- **What you will do**:
Reproduce the full passage on the possible sources of A Modest Proposal word for word, without any alteration.

- **Passage**:
________________________

Some scholars have argued that A Modest Proposal was largely influenced and inspired by Tertullian’s Apology: a satirical attack against early Roman persecution of Christianity. James William Johnson believes that Swift saw major similarities between the two situations.[15] Johnson notes Swift’s obvious affinity for Tertullian and the bold stylistic and structural similarities between the works A Modest Proposal and Apology.[16] In structure, Johnson points out the same central theme, that of cannibalism and the eating of babies as well as the same final argument, that "human depravity is such that men will attempt to justify their own cruelty by accusing their victims of being lower than human."[15] Stylistically, Swift and Tertullian share the same command of sarcasm and language.[15] In agreement with Johnson, Donald C. Baker points out the similarity between both authors' tones and use of irony. Baker notes the uncanny way that both authors imply an ironic "justification by ownership" over the subject of sacrificing children—Tertullian while attacking pagan parents, and Swift while attacking the English mistreatment of the Irish poor.[17]

It has also been argued[18] that A Modest Proposal was, at least in part, a response to the 1728 essay The Generous Projector or, A Friendly Proposal to Prevent Murder and Other Enormous Abuses, By Erecting an Hospital for Foundlings and Bastard Children by Swift's rival Daniel Defoe.

________________________

- **Data extract**:

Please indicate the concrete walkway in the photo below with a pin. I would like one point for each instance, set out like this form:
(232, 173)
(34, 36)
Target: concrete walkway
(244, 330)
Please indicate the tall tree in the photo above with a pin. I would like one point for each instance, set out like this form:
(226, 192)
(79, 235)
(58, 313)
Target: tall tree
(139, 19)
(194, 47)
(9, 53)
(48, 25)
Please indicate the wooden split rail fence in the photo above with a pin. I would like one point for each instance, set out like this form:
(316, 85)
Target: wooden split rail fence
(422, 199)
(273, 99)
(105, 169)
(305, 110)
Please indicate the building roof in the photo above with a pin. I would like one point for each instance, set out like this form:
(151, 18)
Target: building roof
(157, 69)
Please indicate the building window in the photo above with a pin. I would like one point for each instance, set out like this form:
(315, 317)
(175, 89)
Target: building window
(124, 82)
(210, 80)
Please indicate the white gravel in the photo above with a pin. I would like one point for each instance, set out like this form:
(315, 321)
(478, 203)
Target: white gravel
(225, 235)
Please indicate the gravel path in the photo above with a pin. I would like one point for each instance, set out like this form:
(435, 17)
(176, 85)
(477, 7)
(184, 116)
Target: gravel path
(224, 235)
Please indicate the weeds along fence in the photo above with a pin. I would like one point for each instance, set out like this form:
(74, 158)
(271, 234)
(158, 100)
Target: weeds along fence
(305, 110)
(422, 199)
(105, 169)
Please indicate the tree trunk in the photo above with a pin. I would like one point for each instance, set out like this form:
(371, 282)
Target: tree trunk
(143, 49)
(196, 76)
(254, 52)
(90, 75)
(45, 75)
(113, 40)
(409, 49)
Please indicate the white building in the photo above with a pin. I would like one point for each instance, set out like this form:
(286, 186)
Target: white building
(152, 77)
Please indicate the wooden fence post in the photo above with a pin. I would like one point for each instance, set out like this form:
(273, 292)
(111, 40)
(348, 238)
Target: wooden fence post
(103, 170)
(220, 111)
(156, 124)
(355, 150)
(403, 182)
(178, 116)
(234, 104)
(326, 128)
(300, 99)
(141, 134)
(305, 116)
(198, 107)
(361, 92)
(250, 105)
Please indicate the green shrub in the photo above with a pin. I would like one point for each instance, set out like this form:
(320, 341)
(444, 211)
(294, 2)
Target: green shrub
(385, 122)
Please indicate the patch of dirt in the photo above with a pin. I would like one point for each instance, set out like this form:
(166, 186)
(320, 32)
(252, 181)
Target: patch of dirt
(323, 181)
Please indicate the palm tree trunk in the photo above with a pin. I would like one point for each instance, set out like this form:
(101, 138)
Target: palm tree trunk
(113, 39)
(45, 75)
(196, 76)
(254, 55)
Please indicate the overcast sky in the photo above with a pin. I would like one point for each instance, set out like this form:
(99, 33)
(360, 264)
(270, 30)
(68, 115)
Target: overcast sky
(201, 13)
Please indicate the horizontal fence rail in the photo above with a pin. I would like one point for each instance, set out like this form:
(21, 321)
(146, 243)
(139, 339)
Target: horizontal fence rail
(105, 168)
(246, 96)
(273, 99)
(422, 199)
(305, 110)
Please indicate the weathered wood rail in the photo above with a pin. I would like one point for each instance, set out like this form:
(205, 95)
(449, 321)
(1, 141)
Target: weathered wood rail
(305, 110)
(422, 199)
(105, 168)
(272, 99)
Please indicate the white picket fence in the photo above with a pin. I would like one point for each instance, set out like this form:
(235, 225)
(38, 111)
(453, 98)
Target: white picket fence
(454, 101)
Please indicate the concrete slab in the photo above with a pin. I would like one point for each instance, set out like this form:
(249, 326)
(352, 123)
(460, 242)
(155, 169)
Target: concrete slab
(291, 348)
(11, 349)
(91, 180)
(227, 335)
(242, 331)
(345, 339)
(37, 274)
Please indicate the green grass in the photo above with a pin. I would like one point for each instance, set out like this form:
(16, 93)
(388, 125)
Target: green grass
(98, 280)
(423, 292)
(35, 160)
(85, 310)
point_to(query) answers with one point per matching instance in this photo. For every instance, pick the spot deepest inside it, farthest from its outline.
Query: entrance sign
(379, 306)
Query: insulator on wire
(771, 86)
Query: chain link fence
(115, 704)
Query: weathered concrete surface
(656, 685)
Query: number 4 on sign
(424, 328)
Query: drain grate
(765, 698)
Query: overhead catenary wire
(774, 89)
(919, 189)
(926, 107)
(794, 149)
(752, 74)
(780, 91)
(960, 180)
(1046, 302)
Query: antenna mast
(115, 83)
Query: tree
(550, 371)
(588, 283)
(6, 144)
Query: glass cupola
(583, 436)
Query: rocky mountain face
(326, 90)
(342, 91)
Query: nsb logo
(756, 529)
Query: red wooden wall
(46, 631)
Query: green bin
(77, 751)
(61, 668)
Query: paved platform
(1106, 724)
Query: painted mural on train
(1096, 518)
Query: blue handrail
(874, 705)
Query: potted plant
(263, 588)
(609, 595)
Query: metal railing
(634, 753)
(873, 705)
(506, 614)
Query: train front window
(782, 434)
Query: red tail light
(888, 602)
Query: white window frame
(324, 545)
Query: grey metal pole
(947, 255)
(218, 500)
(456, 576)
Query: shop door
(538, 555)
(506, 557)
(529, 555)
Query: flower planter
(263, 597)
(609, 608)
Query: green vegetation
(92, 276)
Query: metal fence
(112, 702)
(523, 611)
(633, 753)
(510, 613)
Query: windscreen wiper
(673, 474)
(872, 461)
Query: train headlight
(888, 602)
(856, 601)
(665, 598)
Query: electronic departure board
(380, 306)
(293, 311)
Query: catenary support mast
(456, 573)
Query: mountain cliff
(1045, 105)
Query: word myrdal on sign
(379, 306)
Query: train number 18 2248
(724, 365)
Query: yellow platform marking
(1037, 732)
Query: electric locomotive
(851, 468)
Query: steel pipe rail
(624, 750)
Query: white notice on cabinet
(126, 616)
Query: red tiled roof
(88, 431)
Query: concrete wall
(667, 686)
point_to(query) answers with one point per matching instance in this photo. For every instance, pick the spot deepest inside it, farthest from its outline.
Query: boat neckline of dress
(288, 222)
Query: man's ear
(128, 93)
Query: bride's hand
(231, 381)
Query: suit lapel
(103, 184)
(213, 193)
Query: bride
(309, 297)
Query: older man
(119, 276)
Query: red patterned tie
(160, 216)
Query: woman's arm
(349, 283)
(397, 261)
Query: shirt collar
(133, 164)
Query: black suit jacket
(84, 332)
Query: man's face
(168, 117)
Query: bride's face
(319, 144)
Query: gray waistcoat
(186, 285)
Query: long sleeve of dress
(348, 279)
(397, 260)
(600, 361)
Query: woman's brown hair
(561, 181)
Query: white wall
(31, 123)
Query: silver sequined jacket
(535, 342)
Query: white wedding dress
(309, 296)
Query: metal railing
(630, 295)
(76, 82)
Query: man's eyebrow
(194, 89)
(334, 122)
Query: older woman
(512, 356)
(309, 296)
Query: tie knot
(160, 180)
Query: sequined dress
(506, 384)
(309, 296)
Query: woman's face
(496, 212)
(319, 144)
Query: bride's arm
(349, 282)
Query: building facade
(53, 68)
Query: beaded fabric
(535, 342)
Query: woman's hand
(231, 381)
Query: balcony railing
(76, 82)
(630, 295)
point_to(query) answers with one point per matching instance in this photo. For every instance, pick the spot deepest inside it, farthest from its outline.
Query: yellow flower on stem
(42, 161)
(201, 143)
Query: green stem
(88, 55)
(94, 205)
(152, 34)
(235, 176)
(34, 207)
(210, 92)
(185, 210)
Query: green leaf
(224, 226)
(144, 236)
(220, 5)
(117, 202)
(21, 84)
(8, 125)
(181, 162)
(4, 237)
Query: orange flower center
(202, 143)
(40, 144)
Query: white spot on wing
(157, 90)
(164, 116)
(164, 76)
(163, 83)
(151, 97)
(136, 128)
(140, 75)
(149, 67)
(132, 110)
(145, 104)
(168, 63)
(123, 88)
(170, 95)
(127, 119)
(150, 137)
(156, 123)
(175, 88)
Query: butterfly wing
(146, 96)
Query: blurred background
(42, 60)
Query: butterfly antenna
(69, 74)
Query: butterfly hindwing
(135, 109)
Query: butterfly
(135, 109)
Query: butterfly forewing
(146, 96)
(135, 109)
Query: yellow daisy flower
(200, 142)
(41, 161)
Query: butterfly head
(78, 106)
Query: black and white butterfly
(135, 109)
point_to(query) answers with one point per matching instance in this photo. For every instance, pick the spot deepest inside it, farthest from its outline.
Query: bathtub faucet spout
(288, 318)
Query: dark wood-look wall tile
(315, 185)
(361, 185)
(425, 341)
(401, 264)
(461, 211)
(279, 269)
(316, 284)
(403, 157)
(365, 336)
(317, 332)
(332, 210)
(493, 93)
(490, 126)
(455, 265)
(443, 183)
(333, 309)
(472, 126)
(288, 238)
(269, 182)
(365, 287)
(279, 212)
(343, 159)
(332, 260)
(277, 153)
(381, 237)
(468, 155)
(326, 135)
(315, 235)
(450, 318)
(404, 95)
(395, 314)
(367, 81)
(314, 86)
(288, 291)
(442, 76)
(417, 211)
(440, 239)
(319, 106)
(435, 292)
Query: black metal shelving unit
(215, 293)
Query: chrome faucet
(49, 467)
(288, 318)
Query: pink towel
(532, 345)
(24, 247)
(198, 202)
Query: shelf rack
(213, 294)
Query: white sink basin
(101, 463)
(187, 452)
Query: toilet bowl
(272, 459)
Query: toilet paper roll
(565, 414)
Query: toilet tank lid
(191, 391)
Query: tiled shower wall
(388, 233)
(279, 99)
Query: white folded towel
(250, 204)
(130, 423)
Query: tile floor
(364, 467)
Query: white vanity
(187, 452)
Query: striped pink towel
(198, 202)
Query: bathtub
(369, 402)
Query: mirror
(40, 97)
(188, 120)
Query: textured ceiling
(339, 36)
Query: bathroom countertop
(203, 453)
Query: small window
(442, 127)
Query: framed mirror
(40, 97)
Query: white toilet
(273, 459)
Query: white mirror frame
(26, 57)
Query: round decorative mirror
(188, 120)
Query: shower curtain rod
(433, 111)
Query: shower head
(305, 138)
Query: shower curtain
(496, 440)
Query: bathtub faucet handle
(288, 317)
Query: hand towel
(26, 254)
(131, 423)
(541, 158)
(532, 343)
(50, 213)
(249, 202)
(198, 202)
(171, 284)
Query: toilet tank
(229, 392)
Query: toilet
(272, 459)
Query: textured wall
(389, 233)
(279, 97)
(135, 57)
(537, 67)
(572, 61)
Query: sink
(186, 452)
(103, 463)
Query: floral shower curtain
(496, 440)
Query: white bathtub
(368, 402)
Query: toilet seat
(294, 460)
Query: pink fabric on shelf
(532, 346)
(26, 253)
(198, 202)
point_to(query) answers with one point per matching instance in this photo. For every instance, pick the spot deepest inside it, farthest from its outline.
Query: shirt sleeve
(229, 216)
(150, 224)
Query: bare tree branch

________________________

- **Written solution**:
Some scholars have argued that A Modest Proposal was largely influenced and inspired by Tertullian’s Apology: a satirical attack against early Roman persecution of Christianity. James William Johnson believes that Swift saw major similarities between the two situations.[15] Johnson notes Swift’s obvious affinity for Tertullian and the bold stylistic and structural similarities between the works A Modest Proposal and Apology.[16] In structure, Johnson points out the same central theme, that of cannibalism and the eating of babies as well as the same final argument, that "human depravity is such that men will attempt to justify their own cruelty by accusing their victims of being lower than human."[15] Stylistically, Swift and Tertullian share the same command of sarcasm and language.[15] In agreement with Johnson, Donald C. Baker points out the similarity between both authors' tones and use of irony. Baker notes the uncanny way that both authors imply an ironic "justification by ownership" over the subject of sacrificing children—Tertullian while attacking pagan parents, and Swift while attacking the English mistreatment of the Irish poor.[17]

It has also been argued[18] that A Modest Proposal was, at least in part, a response to the 1728 essay The Generous Projector or, A Friendly Proposal to Prevent Murder and Other Enormous Abuses, By Erecting an Hospital for Foundlings and Bastard Children by Swift's rival Daniel Defoe.